===== RECORDS PROVIDED

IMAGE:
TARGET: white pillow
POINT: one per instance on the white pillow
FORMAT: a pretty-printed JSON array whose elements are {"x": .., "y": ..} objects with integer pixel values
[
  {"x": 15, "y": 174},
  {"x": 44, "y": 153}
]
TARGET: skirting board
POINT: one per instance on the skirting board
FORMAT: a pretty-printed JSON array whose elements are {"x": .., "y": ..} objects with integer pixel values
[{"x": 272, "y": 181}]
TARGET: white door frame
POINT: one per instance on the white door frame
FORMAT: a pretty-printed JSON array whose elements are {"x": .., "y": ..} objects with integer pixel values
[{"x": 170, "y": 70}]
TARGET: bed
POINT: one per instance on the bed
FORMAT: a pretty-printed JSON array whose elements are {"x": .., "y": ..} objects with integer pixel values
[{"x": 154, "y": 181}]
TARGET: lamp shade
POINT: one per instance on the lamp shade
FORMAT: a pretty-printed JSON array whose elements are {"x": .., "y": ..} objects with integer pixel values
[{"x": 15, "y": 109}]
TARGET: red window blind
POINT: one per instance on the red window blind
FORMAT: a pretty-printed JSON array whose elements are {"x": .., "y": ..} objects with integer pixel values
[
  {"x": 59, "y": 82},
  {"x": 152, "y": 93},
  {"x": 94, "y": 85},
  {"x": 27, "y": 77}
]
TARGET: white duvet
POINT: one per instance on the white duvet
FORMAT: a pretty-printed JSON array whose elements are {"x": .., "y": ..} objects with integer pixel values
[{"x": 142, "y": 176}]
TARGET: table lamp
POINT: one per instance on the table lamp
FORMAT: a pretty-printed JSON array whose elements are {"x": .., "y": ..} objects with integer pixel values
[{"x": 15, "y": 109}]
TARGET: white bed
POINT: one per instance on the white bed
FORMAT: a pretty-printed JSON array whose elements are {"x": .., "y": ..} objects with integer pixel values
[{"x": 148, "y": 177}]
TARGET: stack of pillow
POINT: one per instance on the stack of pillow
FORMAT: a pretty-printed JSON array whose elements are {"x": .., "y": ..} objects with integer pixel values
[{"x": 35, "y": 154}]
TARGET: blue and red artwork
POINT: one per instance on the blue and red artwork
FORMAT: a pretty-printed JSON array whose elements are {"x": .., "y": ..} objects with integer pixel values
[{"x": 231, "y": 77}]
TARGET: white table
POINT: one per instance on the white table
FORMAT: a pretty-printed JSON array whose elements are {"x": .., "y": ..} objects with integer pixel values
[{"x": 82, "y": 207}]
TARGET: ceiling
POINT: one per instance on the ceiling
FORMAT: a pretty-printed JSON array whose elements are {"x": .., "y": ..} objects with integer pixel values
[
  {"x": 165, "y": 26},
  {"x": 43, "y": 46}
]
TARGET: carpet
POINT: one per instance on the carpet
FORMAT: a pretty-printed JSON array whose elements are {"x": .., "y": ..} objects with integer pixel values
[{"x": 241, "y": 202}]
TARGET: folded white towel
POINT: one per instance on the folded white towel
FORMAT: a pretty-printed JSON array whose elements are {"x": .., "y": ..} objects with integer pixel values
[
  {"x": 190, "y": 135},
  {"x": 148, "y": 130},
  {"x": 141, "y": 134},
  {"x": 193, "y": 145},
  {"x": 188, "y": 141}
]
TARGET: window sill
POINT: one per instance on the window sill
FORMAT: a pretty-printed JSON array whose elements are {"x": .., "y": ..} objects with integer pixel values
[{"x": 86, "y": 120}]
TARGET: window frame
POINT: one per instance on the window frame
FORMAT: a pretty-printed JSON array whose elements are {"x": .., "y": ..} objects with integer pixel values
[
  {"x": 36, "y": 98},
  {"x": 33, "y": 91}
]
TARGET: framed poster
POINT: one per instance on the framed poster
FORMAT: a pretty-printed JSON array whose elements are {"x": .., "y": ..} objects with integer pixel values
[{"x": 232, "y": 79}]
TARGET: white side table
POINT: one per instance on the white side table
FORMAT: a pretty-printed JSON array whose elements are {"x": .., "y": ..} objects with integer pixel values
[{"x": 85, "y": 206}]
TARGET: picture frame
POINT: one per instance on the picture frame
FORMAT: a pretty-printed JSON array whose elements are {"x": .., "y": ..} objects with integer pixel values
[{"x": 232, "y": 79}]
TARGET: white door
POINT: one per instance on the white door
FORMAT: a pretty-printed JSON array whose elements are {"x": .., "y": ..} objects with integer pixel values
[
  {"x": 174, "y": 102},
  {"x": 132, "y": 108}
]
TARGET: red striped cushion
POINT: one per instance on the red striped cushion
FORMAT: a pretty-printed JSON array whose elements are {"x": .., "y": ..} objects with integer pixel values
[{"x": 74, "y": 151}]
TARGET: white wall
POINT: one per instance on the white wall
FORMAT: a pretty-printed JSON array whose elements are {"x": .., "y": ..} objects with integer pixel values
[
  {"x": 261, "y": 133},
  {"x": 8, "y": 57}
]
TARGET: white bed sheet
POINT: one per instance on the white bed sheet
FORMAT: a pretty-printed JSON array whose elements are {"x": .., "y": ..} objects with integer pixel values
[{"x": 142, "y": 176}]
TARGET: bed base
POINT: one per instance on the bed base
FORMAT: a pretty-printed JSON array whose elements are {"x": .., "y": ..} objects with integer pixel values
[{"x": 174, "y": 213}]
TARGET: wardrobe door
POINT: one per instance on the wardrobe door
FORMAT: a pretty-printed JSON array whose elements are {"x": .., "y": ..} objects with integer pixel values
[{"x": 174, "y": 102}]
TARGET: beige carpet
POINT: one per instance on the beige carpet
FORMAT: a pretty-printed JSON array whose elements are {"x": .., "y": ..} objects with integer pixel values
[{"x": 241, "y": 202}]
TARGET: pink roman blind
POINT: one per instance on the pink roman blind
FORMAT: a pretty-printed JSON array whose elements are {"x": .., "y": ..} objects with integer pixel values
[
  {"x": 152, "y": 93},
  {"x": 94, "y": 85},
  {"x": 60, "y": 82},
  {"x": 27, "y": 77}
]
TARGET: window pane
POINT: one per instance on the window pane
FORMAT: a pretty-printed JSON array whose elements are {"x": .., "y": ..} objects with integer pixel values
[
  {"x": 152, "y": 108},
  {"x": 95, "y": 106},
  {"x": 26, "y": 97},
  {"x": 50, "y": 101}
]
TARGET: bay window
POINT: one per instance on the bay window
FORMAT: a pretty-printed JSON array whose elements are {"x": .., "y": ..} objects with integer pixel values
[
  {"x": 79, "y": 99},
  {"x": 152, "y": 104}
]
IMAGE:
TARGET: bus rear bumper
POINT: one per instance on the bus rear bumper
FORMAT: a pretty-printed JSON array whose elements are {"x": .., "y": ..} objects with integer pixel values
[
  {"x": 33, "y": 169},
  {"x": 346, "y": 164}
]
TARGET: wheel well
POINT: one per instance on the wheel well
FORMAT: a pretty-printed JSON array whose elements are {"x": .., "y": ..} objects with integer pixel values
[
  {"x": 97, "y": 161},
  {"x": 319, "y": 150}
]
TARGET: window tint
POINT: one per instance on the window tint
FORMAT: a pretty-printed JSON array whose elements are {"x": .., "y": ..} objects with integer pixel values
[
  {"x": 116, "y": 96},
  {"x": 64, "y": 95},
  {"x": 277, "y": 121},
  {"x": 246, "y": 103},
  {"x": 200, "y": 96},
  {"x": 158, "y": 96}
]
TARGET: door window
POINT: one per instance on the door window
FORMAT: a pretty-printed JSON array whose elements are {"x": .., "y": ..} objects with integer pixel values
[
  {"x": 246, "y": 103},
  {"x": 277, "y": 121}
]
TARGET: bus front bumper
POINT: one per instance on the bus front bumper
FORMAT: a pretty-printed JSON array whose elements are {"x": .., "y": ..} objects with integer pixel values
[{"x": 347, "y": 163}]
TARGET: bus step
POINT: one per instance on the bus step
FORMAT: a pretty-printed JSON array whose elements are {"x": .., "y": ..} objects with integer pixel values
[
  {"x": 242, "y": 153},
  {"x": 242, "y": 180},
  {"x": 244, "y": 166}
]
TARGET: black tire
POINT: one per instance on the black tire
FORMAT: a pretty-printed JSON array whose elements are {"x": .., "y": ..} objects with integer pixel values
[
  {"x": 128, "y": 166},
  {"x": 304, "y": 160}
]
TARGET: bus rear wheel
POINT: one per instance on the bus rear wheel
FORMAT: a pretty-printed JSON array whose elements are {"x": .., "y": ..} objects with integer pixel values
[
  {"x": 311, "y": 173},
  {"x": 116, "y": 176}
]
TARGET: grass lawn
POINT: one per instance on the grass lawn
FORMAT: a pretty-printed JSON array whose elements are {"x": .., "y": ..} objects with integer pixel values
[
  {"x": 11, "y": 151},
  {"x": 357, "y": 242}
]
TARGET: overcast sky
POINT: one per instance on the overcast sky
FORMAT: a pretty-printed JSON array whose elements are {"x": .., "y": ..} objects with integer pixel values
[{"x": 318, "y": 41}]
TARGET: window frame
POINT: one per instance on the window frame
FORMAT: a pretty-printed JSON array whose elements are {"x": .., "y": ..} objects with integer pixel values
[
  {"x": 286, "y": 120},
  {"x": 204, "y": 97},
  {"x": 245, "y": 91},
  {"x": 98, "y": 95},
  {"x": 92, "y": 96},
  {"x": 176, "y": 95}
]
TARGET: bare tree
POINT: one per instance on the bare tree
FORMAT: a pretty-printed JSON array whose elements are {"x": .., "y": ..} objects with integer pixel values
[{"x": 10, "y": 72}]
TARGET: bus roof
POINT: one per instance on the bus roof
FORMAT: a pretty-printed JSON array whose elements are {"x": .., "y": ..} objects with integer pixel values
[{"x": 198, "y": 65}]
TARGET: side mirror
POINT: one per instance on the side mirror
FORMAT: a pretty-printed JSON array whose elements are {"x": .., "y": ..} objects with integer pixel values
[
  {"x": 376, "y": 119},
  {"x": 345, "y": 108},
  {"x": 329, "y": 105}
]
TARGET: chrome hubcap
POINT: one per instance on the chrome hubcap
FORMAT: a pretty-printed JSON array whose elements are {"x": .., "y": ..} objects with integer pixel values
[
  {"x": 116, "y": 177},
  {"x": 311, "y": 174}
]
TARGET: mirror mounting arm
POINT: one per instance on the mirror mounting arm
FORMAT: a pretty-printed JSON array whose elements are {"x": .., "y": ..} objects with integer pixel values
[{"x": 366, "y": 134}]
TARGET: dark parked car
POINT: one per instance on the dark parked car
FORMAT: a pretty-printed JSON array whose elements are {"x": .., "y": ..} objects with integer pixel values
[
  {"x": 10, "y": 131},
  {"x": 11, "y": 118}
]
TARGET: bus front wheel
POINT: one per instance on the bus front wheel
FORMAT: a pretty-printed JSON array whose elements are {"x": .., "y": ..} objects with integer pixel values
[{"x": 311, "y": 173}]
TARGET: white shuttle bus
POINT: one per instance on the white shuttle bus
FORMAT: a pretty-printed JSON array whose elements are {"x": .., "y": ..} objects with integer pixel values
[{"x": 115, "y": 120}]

==========
===== RECORDS PROVIDED

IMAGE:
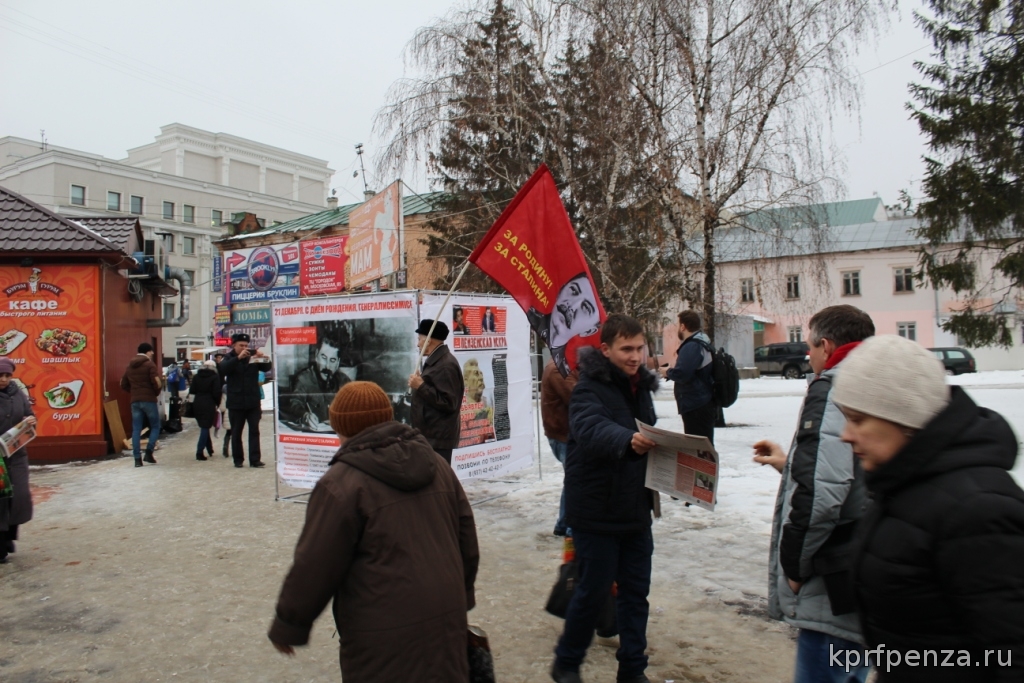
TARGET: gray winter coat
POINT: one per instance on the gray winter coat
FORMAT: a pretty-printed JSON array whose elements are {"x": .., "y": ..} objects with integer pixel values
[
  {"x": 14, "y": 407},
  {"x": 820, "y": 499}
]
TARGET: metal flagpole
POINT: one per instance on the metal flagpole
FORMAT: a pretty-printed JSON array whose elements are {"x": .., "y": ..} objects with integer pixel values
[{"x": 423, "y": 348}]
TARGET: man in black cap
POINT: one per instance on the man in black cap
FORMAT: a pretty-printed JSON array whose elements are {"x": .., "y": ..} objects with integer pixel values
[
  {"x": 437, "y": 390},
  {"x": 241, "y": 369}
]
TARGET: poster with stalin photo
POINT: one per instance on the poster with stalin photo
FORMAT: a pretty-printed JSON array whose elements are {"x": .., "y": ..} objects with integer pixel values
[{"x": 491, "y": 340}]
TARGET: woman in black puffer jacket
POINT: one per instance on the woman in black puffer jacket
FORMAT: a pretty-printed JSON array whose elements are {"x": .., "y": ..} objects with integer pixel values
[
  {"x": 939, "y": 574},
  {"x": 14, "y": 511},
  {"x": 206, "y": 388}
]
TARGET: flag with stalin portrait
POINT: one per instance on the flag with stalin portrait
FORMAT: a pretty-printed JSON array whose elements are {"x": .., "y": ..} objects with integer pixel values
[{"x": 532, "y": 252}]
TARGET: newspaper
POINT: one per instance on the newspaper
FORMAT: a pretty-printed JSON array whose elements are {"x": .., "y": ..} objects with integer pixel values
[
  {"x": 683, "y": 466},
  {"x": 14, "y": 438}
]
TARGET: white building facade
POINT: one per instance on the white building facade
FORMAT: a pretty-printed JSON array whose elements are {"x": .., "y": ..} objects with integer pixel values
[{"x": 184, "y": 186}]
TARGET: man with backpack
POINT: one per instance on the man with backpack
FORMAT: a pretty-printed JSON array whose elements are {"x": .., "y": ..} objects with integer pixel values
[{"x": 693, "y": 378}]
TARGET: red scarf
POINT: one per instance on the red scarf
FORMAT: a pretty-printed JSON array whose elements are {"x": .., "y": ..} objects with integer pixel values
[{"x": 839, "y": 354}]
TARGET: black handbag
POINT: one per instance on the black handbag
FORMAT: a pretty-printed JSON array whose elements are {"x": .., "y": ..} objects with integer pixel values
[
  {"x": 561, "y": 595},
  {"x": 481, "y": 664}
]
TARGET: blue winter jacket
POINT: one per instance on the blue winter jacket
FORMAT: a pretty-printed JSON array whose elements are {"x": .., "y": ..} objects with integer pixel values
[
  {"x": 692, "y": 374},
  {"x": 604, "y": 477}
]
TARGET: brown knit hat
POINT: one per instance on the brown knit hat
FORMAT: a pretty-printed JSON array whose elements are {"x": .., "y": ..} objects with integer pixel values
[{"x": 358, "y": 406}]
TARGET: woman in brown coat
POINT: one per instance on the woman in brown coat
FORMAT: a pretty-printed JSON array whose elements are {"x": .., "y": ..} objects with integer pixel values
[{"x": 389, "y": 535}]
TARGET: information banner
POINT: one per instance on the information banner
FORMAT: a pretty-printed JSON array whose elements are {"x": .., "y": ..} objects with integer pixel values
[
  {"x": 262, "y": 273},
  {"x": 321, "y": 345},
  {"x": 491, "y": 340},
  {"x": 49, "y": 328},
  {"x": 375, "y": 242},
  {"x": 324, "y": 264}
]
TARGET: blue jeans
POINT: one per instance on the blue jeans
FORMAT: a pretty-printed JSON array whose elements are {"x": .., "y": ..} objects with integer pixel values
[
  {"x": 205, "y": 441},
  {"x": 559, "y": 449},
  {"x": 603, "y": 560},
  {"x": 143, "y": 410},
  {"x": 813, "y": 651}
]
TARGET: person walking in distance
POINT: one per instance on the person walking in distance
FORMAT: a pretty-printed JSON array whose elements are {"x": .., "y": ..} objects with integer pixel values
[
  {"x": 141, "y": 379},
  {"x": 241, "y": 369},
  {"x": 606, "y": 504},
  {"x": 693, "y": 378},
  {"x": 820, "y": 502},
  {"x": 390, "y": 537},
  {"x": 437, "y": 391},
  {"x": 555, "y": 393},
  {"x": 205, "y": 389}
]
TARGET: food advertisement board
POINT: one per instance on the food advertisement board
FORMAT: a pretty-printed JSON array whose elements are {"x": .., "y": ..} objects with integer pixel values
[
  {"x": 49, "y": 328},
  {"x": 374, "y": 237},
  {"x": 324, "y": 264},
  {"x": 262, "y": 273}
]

==========

→ REQUIRED WORK: Begin with the line above that has "TARGET: newspaper" and continue through the line that has "TARGET: white building facade", setting each one down exactly. Stop there.

→ RESPONSE:
TARGET: newspaper
POINT: one per instance on the newspaper
FORMAT: a pretty-printed JSON array whose elements are {"x": .., "y": ..} objects with integer pixel values
[
  {"x": 683, "y": 466},
  {"x": 14, "y": 438}
]
TARGET: white building facade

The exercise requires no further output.